* Requirement 1 *
Copy the healthcare technology passage below word for word, starting with "IT giant Microsoft" and going on through "with healthcare providers.".
* Requirement 2 *
The healthcare technology passage below estimates that 50 billion medical devices will connect to several parties. List every one of those parties.
BEGIN Text provided
IT giant Microsoft has been closely tracking advances in technologies over the last few years, with kiosks to register, portals that track patient health history, and texts reminds about upcoming appointments. These changes have made a difference in the way patients now interact with healthcare providers.
But there are more changes, not on the horizon, but right now. It is estimated as many as 50 billion medical devices will connect to clinicians, health systems, patients, and to each other.
Imagine if a patient is having periodic symptoms of irregular heartbeats, an all too common medical disorder known as an arrhythmia. If persistent, an arrhythmia can cause blood to clot in the heart, significantly increasing the risk of a heart attack or stroke. If caught early, a clot or blockage can be contained or cleared away and stent can be put in to keep blood flowing normally.
END Text provided
BEGIN Recorded information
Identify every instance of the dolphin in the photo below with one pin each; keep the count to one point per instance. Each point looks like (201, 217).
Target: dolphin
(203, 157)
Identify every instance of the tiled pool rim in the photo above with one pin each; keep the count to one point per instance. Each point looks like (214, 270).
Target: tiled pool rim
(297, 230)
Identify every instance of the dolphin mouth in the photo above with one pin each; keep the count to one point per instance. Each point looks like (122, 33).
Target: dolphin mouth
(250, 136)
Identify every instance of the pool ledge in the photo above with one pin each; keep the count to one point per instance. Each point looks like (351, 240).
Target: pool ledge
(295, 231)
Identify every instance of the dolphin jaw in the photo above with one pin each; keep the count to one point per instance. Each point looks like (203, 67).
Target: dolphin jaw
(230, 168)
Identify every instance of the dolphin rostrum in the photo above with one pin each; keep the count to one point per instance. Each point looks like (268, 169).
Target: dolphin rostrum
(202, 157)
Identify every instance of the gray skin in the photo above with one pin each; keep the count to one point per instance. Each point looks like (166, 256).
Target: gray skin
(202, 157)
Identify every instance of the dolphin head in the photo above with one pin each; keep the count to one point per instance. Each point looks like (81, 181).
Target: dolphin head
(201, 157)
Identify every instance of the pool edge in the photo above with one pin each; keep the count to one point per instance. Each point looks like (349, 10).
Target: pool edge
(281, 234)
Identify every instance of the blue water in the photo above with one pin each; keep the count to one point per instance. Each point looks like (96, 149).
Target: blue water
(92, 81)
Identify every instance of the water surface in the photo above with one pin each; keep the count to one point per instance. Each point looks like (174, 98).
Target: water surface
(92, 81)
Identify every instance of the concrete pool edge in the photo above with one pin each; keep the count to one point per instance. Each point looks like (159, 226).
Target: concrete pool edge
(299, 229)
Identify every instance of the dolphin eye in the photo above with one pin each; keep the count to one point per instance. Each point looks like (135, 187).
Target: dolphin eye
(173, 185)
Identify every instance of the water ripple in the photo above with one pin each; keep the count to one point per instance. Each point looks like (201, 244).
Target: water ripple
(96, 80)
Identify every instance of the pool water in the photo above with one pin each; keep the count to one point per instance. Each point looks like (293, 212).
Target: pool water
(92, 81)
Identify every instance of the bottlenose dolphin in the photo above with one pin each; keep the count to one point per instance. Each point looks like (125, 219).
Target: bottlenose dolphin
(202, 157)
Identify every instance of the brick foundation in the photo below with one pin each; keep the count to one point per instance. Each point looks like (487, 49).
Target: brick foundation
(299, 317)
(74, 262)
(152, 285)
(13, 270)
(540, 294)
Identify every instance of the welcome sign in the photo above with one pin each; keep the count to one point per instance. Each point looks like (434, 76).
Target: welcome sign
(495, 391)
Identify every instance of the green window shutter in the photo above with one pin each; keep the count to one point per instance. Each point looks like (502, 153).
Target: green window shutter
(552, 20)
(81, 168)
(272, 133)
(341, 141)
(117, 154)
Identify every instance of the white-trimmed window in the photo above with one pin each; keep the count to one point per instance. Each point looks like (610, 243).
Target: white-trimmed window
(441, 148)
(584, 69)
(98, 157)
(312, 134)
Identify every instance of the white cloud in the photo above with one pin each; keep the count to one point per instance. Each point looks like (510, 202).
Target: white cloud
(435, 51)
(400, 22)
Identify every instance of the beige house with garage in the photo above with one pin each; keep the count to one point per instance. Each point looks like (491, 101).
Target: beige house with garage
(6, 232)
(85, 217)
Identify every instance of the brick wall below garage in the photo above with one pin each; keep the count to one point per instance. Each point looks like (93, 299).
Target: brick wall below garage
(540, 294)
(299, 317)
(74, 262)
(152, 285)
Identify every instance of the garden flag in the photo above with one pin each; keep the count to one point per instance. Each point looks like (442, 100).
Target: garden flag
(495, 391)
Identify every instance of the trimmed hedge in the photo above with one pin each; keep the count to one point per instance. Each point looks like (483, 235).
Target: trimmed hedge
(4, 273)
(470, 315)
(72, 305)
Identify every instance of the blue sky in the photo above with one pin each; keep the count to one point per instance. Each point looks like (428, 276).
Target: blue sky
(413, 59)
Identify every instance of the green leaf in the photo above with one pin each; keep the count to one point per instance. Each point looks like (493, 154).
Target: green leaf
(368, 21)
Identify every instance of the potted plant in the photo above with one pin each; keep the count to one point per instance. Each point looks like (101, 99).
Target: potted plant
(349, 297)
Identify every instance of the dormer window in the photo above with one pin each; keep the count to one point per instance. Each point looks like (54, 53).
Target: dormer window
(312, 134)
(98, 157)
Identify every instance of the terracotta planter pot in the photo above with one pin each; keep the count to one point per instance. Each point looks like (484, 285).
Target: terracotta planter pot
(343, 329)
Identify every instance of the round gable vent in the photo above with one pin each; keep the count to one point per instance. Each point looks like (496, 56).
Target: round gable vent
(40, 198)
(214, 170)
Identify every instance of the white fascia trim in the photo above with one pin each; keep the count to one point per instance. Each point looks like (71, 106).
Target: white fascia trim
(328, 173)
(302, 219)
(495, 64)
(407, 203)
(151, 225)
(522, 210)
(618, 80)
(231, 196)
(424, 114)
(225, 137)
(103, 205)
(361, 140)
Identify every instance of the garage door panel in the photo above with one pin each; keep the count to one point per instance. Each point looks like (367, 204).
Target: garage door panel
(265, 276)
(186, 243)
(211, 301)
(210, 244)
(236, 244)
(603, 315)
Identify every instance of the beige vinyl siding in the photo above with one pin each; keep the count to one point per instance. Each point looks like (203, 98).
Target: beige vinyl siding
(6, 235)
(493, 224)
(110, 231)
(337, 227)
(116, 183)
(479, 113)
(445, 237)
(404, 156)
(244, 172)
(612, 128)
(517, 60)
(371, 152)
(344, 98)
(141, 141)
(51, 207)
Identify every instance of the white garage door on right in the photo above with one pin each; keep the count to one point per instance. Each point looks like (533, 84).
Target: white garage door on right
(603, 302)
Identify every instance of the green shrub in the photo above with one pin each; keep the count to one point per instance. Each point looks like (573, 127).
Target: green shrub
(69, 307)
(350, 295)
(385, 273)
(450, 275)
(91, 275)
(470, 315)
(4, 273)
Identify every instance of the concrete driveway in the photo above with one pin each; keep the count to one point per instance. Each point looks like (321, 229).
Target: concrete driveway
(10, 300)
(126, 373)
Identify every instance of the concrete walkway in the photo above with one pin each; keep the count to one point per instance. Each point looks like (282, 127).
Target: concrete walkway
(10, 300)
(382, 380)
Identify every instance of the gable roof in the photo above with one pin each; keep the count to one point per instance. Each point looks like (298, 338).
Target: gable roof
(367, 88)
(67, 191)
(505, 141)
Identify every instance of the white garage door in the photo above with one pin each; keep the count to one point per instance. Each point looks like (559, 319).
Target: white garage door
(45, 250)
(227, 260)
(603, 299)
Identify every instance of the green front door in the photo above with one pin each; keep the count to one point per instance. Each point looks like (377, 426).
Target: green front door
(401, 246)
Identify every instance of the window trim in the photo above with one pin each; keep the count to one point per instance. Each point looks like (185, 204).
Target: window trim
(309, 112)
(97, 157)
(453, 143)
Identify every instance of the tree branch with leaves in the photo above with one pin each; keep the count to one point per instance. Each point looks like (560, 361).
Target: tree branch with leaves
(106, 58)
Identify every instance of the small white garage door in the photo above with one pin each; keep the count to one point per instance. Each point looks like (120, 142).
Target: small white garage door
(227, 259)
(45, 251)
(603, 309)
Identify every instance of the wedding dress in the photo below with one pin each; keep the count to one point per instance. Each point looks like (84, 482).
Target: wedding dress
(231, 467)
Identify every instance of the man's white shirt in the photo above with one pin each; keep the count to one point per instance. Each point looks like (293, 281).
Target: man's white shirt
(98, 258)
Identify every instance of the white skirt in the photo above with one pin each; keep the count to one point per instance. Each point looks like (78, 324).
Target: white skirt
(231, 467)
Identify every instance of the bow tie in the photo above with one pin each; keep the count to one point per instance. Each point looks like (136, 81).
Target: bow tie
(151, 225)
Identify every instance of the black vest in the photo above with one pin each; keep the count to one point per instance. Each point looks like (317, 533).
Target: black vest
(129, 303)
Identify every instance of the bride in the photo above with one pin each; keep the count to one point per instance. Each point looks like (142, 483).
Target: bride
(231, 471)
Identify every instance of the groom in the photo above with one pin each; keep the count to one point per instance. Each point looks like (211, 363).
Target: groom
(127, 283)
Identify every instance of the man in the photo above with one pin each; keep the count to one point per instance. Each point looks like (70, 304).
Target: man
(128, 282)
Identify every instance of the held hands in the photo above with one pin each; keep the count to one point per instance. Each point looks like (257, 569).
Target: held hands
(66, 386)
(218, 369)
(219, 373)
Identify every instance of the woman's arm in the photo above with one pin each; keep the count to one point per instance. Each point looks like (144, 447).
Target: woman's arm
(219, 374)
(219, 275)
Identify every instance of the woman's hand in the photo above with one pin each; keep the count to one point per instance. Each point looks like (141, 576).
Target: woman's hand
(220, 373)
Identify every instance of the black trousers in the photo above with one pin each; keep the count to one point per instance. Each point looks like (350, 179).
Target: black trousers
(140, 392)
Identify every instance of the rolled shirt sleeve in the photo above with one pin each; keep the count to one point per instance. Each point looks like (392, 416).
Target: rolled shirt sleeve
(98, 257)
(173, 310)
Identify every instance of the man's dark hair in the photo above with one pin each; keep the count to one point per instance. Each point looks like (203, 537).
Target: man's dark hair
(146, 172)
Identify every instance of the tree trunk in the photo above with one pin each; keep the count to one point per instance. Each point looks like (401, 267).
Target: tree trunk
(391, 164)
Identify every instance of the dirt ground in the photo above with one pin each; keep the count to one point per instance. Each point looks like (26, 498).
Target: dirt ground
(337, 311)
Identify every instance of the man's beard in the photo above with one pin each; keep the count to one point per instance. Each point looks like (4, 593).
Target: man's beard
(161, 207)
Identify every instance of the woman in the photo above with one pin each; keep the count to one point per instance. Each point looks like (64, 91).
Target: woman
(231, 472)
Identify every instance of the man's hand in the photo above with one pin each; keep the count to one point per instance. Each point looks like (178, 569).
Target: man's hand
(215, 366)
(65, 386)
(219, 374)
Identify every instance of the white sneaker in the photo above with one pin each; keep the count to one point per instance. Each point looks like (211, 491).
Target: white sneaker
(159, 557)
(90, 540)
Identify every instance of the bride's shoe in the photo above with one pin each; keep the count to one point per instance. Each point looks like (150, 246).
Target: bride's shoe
END Recorded information
BEGIN Recorded information
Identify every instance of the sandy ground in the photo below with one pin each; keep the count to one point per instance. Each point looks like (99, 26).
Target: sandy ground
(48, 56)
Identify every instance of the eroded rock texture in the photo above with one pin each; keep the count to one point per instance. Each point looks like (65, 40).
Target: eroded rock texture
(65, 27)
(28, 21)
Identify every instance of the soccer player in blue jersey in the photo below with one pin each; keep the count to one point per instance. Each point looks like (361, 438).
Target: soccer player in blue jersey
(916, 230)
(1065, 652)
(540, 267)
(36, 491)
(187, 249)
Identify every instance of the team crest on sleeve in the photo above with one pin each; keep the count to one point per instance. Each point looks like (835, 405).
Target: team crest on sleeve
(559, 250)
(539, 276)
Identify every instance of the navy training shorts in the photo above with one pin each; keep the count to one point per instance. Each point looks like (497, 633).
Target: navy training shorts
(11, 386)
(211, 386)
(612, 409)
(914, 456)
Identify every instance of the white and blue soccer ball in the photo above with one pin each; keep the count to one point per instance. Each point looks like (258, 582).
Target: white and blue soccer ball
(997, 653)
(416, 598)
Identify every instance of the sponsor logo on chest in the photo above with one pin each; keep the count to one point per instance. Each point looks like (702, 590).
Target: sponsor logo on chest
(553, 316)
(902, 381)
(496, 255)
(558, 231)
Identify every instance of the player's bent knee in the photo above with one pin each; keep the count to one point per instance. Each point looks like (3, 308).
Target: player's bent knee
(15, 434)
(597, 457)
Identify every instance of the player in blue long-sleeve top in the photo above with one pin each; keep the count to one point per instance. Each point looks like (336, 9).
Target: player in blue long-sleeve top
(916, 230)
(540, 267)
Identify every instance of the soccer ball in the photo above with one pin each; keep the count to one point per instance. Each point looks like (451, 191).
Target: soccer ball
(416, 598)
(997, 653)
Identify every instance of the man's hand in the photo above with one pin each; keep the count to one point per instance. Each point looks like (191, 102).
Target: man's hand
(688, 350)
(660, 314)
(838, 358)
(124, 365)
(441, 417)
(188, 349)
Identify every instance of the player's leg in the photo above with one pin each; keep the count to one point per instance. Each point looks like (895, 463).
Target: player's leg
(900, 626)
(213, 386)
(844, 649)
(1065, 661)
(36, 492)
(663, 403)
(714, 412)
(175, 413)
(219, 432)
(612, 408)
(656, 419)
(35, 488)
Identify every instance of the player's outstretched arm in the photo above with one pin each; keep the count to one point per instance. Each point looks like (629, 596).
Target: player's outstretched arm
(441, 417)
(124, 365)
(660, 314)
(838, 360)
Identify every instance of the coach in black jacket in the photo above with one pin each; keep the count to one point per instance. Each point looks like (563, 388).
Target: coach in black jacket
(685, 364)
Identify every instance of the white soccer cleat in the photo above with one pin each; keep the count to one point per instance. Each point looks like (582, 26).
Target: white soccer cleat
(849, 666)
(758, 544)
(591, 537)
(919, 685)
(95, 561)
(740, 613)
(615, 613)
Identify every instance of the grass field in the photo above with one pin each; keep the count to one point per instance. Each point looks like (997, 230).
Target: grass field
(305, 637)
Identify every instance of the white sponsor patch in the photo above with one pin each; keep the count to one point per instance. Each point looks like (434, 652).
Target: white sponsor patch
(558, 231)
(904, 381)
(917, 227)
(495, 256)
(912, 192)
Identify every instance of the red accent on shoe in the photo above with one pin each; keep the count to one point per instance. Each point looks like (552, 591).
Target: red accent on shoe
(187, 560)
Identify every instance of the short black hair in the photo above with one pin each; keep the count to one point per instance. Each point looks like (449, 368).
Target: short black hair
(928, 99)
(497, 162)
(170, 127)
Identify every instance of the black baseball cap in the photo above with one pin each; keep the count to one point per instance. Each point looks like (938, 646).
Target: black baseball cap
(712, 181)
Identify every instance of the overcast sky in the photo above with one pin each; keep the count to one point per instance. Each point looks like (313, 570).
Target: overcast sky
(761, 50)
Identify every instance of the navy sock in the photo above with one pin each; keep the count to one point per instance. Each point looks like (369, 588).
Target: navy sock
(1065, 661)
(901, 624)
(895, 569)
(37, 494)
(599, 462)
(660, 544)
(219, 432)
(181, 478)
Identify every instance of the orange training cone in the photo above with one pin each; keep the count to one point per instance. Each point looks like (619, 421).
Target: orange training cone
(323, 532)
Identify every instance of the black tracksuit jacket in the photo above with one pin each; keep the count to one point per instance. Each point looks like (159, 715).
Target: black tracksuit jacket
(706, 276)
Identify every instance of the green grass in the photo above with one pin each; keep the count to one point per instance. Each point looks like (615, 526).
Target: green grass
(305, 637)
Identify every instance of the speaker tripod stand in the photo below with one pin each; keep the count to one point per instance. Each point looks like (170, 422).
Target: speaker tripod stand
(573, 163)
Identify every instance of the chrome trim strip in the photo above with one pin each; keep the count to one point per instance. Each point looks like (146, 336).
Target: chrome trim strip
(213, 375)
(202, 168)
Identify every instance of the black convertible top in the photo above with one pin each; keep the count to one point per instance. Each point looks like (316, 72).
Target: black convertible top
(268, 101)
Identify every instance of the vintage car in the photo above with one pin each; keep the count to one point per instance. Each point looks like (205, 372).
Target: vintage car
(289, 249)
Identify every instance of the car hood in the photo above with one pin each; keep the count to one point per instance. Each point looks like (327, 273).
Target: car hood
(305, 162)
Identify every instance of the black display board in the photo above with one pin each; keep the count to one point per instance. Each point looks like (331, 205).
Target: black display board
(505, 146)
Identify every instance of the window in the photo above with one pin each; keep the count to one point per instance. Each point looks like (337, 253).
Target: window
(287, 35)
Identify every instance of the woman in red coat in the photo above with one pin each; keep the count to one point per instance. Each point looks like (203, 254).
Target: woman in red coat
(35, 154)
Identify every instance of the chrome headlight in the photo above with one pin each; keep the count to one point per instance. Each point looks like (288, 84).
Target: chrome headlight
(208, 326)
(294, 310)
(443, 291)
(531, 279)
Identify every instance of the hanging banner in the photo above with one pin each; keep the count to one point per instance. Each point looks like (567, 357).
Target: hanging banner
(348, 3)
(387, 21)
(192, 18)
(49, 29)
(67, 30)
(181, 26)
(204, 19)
END Recorded information
BEGIN Recorded information
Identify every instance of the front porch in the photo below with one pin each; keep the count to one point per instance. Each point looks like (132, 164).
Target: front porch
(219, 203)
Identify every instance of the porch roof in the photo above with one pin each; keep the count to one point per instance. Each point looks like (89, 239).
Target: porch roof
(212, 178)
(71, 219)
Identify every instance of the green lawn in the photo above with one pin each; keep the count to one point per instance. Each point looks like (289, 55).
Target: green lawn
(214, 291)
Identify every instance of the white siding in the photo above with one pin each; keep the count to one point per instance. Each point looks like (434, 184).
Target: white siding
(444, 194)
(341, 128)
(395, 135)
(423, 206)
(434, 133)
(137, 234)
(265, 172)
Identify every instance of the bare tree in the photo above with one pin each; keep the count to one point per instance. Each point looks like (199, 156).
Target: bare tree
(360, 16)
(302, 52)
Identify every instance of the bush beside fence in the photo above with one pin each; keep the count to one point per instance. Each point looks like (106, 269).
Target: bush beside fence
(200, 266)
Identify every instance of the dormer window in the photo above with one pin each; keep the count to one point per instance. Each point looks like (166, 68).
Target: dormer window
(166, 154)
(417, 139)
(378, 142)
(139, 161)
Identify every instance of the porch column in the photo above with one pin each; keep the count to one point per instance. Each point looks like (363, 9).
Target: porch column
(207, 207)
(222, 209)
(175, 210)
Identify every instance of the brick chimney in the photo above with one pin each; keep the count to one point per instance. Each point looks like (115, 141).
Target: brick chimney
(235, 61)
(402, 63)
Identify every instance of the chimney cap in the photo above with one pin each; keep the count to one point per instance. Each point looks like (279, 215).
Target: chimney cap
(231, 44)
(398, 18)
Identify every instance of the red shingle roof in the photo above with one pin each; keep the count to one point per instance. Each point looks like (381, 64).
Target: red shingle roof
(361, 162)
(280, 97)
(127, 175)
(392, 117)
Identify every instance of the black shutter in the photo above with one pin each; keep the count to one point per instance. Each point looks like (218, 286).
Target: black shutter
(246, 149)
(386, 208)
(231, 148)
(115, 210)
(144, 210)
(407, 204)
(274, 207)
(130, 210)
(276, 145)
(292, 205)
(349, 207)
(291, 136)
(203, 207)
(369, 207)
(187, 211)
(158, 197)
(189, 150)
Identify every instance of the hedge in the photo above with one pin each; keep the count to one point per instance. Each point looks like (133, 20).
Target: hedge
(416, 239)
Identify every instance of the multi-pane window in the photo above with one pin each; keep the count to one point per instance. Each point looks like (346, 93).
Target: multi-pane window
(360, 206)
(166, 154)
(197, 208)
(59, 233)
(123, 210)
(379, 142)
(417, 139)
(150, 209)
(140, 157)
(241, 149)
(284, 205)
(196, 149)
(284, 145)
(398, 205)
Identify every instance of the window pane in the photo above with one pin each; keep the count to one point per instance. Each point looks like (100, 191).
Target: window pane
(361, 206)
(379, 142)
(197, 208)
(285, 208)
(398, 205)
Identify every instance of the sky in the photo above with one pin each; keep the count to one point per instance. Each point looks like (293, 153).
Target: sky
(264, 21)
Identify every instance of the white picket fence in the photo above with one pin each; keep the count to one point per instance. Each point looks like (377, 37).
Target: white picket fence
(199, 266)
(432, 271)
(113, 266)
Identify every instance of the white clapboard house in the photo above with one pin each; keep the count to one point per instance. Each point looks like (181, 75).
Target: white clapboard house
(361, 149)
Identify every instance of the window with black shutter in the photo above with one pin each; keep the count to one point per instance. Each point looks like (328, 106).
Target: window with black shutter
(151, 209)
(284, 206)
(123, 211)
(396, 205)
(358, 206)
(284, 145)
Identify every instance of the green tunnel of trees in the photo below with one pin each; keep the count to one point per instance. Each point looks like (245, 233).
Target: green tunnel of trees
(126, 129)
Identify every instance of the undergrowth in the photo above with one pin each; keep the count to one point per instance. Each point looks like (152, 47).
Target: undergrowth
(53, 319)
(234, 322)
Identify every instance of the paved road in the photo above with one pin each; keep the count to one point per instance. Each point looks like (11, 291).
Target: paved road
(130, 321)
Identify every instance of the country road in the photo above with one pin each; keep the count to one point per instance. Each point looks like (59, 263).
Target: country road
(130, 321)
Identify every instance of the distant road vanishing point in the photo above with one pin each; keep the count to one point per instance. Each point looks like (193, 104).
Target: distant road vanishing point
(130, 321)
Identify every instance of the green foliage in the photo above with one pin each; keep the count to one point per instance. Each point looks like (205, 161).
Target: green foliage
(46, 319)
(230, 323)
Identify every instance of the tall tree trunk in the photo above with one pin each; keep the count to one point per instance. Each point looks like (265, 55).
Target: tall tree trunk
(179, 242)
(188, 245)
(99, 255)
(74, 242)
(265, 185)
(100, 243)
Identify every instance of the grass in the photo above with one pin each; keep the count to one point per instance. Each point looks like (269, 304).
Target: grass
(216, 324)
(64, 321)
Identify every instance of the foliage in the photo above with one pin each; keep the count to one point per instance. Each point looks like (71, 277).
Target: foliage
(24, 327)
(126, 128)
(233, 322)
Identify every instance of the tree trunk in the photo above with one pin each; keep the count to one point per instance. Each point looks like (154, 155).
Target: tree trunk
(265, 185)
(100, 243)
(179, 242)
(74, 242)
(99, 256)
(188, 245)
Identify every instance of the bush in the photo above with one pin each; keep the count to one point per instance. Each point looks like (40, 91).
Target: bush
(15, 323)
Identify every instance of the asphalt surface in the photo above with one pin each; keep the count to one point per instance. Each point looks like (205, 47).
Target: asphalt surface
END Recorded information
* Response area 1 *
IT giant Microsoft has been closely tracking advances in technologies over the last few years, with kiosks to register, portals that track patient health history, and texts reminds about upcoming appointments. These changes have made a difference in the way patients now interact with healthcare providers.

* Response area 2 *
- clinicians
- health systems
- patients
- each other